## Data in this exercise
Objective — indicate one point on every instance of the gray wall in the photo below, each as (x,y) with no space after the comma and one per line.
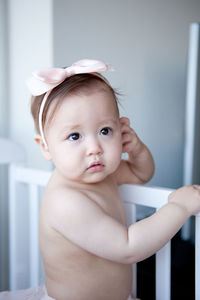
(4,122)
(147,43)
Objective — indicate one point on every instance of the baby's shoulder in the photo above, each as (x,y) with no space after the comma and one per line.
(64,199)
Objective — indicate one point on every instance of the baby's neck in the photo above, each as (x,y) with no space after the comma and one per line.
(59,180)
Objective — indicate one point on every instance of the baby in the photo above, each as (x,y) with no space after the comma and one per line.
(86,247)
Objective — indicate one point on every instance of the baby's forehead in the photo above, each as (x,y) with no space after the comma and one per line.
(68,100)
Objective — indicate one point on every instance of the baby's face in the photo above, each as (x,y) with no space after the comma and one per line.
(84,137)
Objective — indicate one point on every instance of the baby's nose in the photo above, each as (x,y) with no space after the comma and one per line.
(94,147)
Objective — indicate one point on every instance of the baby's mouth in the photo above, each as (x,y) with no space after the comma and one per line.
(97,166)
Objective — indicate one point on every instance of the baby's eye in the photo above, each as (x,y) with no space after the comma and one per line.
(74,136)
(106,131)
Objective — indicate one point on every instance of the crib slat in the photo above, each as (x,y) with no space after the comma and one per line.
(12,229)
(34,248)
(197,257)
(163,273)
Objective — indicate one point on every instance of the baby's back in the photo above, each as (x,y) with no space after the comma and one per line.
(73,273)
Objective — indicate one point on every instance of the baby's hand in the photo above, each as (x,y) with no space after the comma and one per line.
(130,141)
(188,197)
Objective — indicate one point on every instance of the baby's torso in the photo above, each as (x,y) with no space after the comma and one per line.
(73,273)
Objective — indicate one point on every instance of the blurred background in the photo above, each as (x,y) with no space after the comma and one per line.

## Problem
Rewrite all the records above as a numbered list with one line per item, omitting any blank lines. Leave the pictures out of your answer.

## Reply to the task
1. Objective — indicate one point on every instance of the gray wall in the photo below, each as (x,y) with no space after the comma and one per line.
2. (4,122)
3. (147,43)
4. Objective — indicate one point on every instance of the baby's shoulder in the photo above, each as (x,y) with no space after the comma and one per line.
5. (64,199)
6. Objective — indicate one point on every instance of the baby's neck in the photo above, each as (x,y) with no space after the comma and one per line.
7. (59,180)
8. Objective — indicate one point on every instance of the baby in the photo above, each as (x,y) with no space after the comma and one per line.
9. (86,247)
10. Objective — indicate one point on every instance of the baby's forehead in the photo above, each as (x,y) with no space after the comma and one per line.
11. (68,100)
12. Objective — indicate one point on every instance of the baby's face in the photo above, each as (x,y) with no space after the comma and one per line.
13. (84,137)
14. Objective — indicate one point on every instance of the baby's nose in the photo above, each as (x,y) with no space after the comma and one per line.
15. (94,147)
16. Objective — indicate one point on every instance of the baby's mouth in the photo above, each as (x,y) with no space after the comma and one per line.
17. (97,166)
18. Objective — indicate one point on every instance of the baby's eye in the photo above, each as (x,y) with no space after the comma and one per line.
19. (74,136)
20. (106,131)
21. Objective — indicate one point on every instance of the crib slat in the photo above, each as (x,y) with no space after the comma and one per line.
22. (12,229)
23. (34,248)
24. (197,257)
25. (163,273)
26. Objective — indicate one point on every instance of the baby's back in the photo above, each as (x,y) with no space after the comma and one per line.
27. (73,273)
28. Objective — indicate one point on every instance of the baby's hand in the photo above, each as (x,y) with no space after the comma and one per line.
29. (130,141)
30. (188,197)
31. Objective — indicate one point on every instance of the baby's torso in the photo above, each as (x,y) with no space after the comma and one per line.
32. (73,273)
33. Objective — indicate one point on every instance of the blurred background in the photo above, each as (x,y) with no space after the comma and one per line.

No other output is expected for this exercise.